**Список заданий:**
**1)** Какая тема дискуссии была на первом пленарном заседании ассамблеи в отрывке о советской студенческой делегации?
**2)** Допишите отрывок о советской студенческой делегации, начав сразу после его последнего предложения.

**Выбранный отрывок:**

--------------------------------

Наутюженные, в надраенных до блеска «генеральских» сапогах, на машине посольства в 9.00 мы прибыли к месту открытия ассамблеи. Не успели выйти из машины, как нас атаковали многочисленные корреспонденты. Замелькали блицы фотоаппаратов, посыпались вопросы. Так в этой толпе мы и протиснулись в здание университета. В холле делегатов встречала миссис Рузвельт. Вскоре досужие корреспонденты заставили нас позировать вместе с ней перед объективами. На следующий день эти фотографии были опубликованы в американских газетах. После короткой беседы с Элеонорой Рузвельт мы прошли регистрацию и заняли место среди делегатов в центре зала.

Неофициальное открытие ассамблеи состоялось на организационной сессии. Началось представление делегаций. Когда председательствующий сообщил, что в зале присутствует студенческая делегация Советского Союза, зал взорвался аплодисментами. Встали мы, встал зал. Долго звонок председателя не мог прервать эту восторженную овацию. Когда зал наконец немного успокоился, каждый из советских делегатов был представлен в отдельности. И снова — аплодисменты, восторженные выкрики экспансивных делегатов. Мы, конечно, хорошо понимали, что хлопают не просто нам — всей советской молодежи, сражающейся на фронтах войны.

После окончания процедуры представления решались различные организационные вопросы. Затем состоялось первое пленарное заседание ассамблеи. Тема дискуссии — «Университеты в войне». С большим вниманием выслушали делегаты доклад Красавченко, рассказавшего об участии советского студенчества в борьбе с фашизмом.

Самая главная акция этого дня — торжественное официальное [65] открытие ассамблеи — состоялась вечером в присутствии многочисленных гостей. После окончания этой официальной процедуры открытия к нам подошла госпожа Рузвельт и пригласила в Белый дом на обед, предложив ехать сейчас же, не откладывая.

Хотя Белый дом был всего в нескольких минутах ходьбы от места проведения ассамблеи, нас туда доставили на машине. Пройдя вслед за хозяйкой анфиладу комнат, мы остановились перед закрытой дверью. Госпожа Рузвельт улыбнулась, тронула дверь и пропустила нас вперед. Сделав только первый шаг, мы оторопели — боком к нам в качалке сидел Рузвельт!

--------------------------------

**Набор строк:**
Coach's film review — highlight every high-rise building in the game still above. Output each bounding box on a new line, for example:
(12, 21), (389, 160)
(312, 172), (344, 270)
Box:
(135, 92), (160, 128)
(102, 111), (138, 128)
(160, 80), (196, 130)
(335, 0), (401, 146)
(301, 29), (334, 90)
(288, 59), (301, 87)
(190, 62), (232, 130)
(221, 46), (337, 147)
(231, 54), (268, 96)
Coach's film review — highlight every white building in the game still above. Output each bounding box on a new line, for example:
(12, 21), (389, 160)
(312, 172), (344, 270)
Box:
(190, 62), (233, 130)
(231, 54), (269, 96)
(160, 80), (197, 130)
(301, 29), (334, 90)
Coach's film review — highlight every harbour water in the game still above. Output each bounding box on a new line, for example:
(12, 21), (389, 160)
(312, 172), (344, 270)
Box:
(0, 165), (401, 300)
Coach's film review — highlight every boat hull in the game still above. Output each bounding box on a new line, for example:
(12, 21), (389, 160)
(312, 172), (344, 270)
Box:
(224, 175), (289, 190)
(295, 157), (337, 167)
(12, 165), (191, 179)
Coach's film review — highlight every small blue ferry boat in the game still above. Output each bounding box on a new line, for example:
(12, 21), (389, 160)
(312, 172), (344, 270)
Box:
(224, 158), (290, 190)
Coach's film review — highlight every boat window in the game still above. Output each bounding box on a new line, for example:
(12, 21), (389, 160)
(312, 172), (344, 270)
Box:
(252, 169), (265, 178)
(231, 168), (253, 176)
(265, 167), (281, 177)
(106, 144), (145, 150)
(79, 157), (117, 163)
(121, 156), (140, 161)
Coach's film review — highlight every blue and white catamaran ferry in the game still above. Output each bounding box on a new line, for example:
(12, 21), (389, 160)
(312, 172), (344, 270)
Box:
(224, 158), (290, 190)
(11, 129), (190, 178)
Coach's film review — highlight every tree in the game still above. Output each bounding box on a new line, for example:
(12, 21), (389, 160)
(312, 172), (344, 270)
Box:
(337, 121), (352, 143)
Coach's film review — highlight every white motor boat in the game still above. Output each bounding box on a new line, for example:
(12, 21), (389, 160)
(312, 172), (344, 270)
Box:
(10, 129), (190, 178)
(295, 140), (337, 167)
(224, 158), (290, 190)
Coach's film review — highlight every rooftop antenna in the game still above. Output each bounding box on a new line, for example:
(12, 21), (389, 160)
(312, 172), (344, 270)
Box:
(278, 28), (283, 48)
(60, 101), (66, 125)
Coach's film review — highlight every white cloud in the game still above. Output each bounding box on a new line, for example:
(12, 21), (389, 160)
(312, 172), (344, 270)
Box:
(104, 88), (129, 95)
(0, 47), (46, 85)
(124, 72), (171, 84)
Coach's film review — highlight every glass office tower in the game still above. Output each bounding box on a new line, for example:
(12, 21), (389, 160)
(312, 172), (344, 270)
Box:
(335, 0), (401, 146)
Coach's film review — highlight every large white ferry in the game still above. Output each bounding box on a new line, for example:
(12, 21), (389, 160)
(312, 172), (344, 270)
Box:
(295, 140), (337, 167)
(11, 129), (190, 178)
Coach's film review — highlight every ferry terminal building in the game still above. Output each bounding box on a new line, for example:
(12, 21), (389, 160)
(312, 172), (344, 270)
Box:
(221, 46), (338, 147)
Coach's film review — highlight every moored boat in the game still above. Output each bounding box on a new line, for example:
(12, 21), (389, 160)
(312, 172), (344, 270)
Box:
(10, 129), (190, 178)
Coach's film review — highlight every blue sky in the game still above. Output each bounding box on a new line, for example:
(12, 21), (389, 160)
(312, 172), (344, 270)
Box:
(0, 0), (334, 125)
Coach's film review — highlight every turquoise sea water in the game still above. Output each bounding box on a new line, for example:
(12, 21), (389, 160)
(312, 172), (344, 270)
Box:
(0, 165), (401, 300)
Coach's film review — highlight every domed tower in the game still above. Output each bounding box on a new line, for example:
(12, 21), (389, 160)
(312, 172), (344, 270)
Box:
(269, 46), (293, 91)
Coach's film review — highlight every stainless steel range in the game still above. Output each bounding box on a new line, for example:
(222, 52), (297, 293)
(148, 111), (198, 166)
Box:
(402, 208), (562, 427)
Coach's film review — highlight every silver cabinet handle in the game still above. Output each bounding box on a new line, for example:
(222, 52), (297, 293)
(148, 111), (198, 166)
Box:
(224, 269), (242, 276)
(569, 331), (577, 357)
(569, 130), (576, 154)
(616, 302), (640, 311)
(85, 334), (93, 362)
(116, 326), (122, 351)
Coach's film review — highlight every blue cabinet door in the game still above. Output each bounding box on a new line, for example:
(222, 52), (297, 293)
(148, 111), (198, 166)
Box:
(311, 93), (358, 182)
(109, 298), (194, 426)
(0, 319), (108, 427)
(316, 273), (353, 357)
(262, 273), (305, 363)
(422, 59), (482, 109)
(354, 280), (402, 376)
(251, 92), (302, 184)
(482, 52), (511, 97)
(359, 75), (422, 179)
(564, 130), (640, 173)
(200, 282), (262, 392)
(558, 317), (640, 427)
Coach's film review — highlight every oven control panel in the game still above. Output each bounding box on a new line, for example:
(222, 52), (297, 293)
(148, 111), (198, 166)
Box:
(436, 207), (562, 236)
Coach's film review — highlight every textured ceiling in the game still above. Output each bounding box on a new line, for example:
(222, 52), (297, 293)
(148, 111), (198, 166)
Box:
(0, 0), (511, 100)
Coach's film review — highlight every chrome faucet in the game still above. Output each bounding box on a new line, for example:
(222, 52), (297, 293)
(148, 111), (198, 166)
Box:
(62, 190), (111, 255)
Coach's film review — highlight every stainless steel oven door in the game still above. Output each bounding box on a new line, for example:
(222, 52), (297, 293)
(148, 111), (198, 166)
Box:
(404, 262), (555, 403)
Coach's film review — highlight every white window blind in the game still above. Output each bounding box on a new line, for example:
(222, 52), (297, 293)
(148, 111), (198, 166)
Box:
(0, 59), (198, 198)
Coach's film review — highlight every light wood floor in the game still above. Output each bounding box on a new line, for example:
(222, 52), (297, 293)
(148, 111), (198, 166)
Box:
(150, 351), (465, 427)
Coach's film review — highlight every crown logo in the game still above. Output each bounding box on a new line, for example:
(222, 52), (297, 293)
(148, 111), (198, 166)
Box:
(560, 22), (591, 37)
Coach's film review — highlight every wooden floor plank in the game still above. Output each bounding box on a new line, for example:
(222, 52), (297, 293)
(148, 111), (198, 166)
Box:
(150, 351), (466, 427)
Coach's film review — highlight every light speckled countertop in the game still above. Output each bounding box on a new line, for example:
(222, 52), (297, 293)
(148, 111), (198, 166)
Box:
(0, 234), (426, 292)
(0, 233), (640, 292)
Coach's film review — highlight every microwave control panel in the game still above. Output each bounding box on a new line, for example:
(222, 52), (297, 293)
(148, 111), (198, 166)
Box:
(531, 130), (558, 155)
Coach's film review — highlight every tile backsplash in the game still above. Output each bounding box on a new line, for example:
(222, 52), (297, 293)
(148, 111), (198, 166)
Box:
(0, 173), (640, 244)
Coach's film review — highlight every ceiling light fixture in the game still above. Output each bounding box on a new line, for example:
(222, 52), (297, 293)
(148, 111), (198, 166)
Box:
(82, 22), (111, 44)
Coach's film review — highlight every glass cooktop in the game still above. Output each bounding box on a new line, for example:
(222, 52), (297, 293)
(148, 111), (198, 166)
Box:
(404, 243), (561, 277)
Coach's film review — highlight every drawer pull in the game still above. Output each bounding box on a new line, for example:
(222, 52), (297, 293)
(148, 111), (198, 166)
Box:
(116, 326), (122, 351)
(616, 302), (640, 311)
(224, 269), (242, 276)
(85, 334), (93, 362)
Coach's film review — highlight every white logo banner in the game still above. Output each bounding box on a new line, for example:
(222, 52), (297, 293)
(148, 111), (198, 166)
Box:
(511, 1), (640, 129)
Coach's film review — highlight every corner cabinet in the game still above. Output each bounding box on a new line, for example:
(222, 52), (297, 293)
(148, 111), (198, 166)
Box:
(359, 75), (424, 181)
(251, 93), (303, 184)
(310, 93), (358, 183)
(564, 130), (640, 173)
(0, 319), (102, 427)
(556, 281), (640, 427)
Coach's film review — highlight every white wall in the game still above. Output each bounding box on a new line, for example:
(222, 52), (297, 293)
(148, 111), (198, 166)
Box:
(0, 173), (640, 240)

--------------------------------

**Решённые задания:**
**1)** «Университеты в войне».

**2)**
— Фрэнк! Я хочу познакомить тебя с моими новыми друзьями из Советской России, — услышали мы голос за спиной и тут же почувствовали, как Элеонора Рузвельт легонько подталкивает нас вперед к креслу, — думаю, тебе тоже будет приятно их видеть.

— Да. Да! Конечно!

Едва Рузвельт произнес эти слова, как в кабинет проскользнул неприметный мужчина в коричневом костюме и начал бесстрастно переводить.

Рузвельт жестом пригласил подойти поближе. Каждый из нас. представившись, пожал протянутую руку. Рукопожатие было приятным, дружеским. При этом он задерживал руку каждого, выслушивая переводчика и не спуская своих проницательных глаз с наших лиц. Непроизвольно каждый из нас, кроме своего имени и фамилии, называл город, который он представлял, откуда прибыл, где воевал.

— Москва?! Ленинград?! Севастополь?! — повторял за нами президент, как бы взвешивая каждое название и вспоминая что-то ему одному известное.

Широким жестом он пригласил нас садиться на стулья, которые стояли поблизости от него. Как-то так случилось, что буквально первые минуты знакомства с президентом расположили нас к этому необыкновенному человеку. Этому способствовало, по-видимому, то, что мы знали о его прозорливости и его усилиях, которые привели к установлению дипломатических отношений между СССР и США. Известно нам было и то, что Рузвельт — один из лидеров антигитлеровской коалиции, организатор помощи нашей стране по ленд-лизу. И я видел это оружие на фронте, обращенное против фашистов...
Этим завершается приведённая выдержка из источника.